To be done → Write out the lines below exactly, from the one holding "Target = black lamp post pole" through the one holding "x=119 y=143", including both. Leave the pictures out of your answer.

··········

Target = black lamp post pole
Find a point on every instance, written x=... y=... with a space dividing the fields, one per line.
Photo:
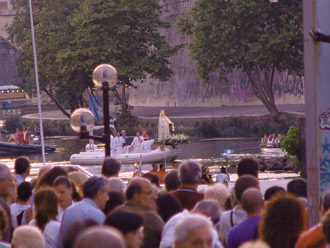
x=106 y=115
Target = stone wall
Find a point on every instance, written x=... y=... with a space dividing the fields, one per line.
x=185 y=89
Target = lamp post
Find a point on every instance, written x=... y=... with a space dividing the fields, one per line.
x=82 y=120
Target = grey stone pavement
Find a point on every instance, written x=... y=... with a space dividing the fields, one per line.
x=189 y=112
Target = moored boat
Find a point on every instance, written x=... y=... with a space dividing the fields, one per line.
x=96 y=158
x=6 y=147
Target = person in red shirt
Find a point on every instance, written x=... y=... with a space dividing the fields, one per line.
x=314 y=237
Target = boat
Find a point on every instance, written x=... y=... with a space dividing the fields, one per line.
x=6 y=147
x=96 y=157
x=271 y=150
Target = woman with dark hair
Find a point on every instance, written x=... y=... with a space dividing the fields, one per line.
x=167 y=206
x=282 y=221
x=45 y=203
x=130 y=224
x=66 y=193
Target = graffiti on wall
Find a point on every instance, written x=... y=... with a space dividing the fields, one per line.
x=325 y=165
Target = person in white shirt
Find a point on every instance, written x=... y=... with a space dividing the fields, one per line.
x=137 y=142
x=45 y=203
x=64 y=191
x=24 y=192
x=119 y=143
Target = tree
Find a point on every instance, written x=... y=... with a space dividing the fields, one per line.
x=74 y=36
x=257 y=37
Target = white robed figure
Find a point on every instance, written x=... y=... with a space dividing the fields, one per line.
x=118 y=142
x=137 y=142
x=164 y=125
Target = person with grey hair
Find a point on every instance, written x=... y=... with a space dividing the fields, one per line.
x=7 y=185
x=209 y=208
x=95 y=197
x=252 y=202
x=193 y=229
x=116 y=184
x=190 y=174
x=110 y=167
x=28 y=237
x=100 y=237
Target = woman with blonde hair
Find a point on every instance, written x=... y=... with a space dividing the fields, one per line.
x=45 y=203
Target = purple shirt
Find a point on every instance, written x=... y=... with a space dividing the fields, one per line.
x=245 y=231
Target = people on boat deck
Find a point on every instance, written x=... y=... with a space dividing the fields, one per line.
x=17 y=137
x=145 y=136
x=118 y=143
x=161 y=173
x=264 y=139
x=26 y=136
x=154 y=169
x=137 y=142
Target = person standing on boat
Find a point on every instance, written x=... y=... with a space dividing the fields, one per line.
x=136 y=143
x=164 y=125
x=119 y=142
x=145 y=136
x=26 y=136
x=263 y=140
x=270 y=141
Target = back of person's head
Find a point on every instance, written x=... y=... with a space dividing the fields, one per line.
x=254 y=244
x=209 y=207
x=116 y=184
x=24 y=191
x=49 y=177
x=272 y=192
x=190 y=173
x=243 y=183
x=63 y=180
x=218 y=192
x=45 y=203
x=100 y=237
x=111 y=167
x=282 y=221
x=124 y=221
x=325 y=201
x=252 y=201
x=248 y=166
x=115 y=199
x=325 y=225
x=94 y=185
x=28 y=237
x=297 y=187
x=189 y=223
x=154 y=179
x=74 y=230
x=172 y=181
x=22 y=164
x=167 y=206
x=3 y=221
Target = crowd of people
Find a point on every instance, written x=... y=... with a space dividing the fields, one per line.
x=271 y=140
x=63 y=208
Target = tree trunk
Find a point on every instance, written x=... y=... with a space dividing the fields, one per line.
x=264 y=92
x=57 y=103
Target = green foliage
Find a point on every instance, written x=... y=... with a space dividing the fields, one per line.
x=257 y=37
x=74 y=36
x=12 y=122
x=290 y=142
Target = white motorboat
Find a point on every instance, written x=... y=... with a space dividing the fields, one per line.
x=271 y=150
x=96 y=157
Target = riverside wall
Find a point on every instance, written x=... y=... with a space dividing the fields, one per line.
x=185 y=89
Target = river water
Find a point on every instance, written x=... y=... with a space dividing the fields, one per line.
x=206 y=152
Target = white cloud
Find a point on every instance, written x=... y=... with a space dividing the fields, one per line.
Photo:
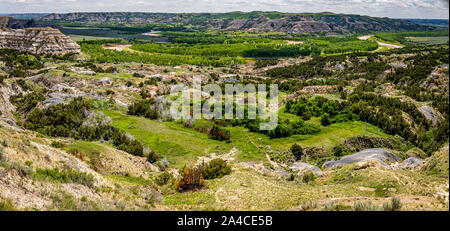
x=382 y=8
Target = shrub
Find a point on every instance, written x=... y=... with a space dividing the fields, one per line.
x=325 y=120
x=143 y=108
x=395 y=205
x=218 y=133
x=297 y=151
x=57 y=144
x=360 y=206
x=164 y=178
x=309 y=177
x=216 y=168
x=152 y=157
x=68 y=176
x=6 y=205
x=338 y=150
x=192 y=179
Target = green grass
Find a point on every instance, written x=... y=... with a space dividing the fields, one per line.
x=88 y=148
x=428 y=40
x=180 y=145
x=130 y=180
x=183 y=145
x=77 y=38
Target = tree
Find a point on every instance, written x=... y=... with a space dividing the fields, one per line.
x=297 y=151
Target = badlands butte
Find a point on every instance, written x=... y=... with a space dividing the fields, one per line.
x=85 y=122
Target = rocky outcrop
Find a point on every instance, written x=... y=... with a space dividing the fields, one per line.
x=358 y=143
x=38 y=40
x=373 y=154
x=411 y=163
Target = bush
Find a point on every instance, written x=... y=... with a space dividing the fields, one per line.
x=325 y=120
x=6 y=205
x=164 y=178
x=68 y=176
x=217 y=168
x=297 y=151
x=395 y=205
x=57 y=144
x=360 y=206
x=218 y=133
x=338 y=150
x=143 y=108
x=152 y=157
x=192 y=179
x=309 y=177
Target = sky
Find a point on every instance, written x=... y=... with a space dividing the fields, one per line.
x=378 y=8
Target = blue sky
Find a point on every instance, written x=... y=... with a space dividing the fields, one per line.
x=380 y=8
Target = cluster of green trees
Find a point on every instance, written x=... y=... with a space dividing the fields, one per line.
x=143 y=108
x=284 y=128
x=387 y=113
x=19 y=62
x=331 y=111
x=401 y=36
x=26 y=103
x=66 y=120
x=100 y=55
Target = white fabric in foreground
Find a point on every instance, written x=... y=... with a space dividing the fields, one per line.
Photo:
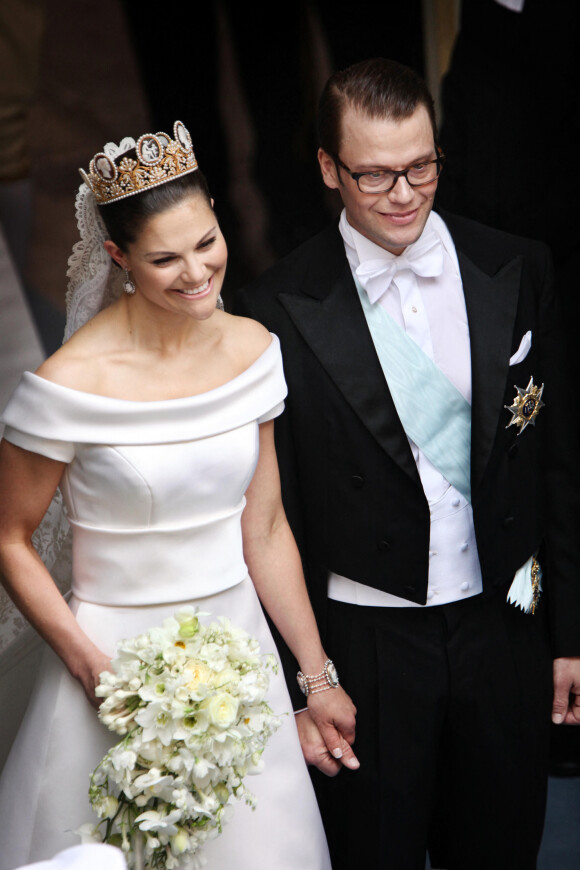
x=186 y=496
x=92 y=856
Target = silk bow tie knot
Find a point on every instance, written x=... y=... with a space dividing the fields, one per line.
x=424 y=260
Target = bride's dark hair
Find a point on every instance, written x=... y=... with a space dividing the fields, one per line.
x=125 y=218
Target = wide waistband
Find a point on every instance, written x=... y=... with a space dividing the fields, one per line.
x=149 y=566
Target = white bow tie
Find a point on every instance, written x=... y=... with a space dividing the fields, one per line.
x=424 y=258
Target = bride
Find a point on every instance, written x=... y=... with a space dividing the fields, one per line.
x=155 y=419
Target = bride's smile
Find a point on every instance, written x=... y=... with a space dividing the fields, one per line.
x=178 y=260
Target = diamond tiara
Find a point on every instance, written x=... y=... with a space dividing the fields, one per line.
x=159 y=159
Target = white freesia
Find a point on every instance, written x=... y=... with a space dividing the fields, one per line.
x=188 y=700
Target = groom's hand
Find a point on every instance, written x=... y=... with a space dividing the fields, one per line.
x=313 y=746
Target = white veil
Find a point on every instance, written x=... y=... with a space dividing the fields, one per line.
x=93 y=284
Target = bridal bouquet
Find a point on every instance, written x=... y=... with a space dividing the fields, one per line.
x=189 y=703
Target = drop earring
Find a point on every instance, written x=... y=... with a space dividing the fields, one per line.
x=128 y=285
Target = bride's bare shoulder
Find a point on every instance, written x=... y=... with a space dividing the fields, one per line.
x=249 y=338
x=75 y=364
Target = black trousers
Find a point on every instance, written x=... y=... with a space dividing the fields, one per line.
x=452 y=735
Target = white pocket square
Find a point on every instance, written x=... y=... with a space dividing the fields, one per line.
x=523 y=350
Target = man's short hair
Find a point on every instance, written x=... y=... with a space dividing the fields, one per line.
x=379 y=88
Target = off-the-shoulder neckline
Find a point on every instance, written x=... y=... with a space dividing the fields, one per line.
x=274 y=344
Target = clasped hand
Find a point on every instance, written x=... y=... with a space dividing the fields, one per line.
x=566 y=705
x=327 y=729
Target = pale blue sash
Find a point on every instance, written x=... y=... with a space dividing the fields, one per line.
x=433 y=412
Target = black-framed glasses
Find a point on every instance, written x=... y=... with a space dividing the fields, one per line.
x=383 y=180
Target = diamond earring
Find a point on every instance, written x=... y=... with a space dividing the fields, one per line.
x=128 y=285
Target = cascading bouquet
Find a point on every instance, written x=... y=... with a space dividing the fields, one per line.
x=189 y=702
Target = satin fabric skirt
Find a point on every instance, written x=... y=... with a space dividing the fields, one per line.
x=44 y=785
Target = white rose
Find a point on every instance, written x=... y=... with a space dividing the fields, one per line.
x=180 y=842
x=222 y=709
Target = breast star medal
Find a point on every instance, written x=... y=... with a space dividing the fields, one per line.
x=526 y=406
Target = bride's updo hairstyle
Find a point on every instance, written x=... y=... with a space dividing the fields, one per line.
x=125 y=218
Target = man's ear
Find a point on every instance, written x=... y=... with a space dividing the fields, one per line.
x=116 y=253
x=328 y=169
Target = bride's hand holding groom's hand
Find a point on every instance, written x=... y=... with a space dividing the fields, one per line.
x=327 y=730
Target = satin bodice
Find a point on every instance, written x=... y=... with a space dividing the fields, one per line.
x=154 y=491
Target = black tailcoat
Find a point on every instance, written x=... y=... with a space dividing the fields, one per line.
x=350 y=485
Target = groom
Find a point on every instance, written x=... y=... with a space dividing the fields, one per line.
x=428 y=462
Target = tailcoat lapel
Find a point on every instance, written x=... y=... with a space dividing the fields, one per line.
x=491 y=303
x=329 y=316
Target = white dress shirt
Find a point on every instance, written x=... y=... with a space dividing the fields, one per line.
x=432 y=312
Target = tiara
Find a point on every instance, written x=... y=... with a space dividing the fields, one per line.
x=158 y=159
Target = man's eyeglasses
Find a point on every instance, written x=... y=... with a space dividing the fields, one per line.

··········

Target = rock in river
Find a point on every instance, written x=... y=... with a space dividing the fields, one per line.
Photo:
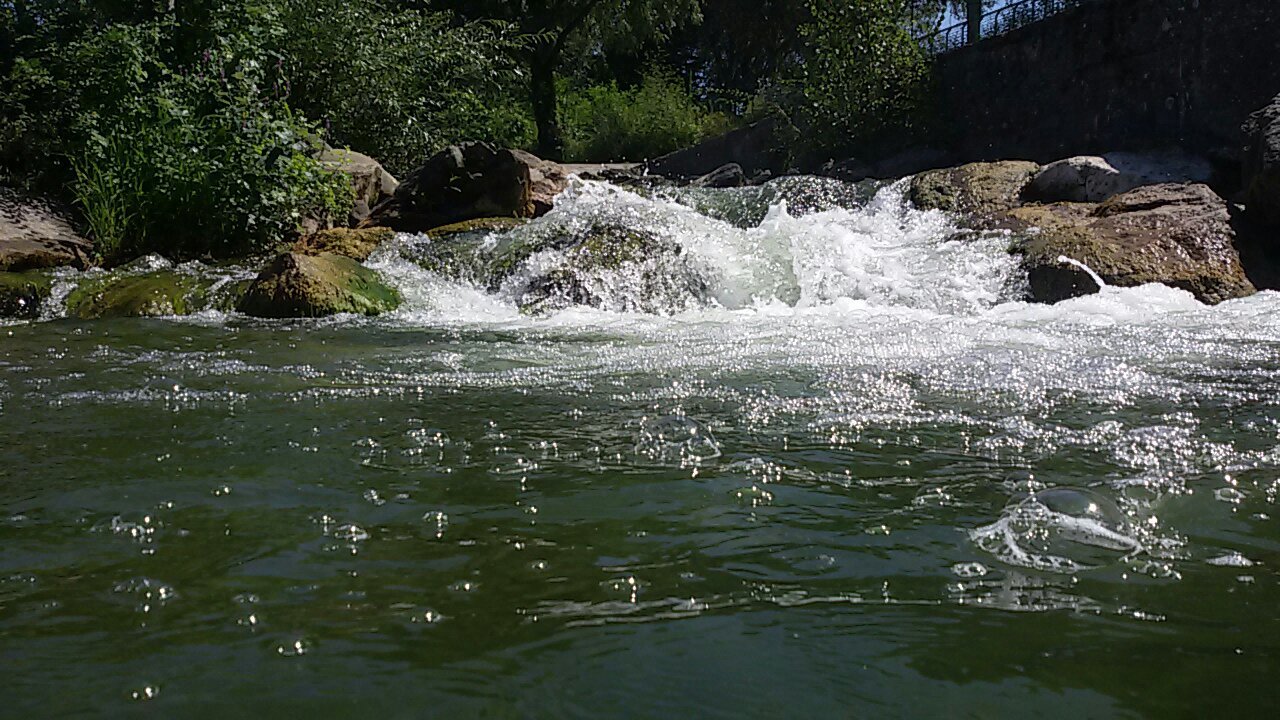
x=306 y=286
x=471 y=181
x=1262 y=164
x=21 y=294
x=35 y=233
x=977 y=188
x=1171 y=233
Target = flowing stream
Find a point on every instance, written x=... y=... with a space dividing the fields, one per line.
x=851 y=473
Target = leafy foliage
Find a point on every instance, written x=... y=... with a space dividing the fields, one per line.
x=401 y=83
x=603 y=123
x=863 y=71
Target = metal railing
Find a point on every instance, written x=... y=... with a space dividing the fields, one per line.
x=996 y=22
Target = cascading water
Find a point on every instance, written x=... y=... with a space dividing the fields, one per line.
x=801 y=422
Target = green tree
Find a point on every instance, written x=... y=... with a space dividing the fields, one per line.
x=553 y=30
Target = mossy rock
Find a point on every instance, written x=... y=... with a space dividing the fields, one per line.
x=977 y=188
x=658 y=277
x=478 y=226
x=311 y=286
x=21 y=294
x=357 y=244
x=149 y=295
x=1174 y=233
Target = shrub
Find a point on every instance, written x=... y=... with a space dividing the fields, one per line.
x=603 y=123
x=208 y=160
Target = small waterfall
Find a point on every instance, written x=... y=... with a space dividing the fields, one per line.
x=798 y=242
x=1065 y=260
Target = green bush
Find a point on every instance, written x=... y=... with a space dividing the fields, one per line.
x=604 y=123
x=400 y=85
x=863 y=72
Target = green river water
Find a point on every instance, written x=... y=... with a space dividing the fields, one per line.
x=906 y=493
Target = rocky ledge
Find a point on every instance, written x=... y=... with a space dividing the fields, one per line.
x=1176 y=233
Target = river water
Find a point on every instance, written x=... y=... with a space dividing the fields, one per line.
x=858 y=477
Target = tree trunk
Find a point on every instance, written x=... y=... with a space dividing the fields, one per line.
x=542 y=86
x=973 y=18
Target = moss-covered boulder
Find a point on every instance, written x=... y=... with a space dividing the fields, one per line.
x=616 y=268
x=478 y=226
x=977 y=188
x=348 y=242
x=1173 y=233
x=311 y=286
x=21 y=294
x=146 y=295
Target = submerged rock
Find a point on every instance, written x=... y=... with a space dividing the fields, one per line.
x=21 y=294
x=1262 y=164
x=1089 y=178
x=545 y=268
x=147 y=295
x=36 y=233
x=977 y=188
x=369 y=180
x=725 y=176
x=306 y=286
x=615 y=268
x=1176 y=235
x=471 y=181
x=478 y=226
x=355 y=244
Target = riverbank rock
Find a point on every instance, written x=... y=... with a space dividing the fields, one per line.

··········

Final answer →
Target = black lamp post pole
Find a point on every instance, written x=... y=... with a space dividing the fields, one per line.
Photo:
x=106 y=115
Target = stone wall
Find a point on every instance, written x=... y=... with a space dividing the fields, one per line.
x=185 y=89
Target = lamp post
Find a point on every instance, written x=... y=... with a space dividing the fields, one per line.
x=82 y=120
Target = grey stone pavement
Find a point on every instance, written x=... y=... with a space dividing the fields, one per line.
x=189 y=112
Target = moored boat
Find a point on every instance, written x=... y=... with a space dividing the fields, one per line.
x=96 y=158
x=6 y=147
Target = person in red shirt
Find a point on every instance, written x=... y=... with a space dividing the fields, one per line.
x=314 y=237
Target = boat
Find a point on every instance, written x=... y=... with a space dividing the fields, one per line.
x=6 y=147
x=96 y=157
x=271 y=150
Target = woman with dark hair
Find a point on every instance, written x=... y=... with a space dividing the fields, one per line.
x=167 y=206
x=282 y=221
x=45 y=203
x=130 y=224
x=66 y=193
Target = graffiti on wall
Find a point on every instance, written x=... y=... with a space dividing the fields, one per line.
x=325 y=165
Target = person in white shirt
Find a point on every instance, written x=... y=... with a space dividing the fields, one per line.
x=137 y=142
x=45 y=203
x=64 y=191
x=24 y=192
x=119 y=143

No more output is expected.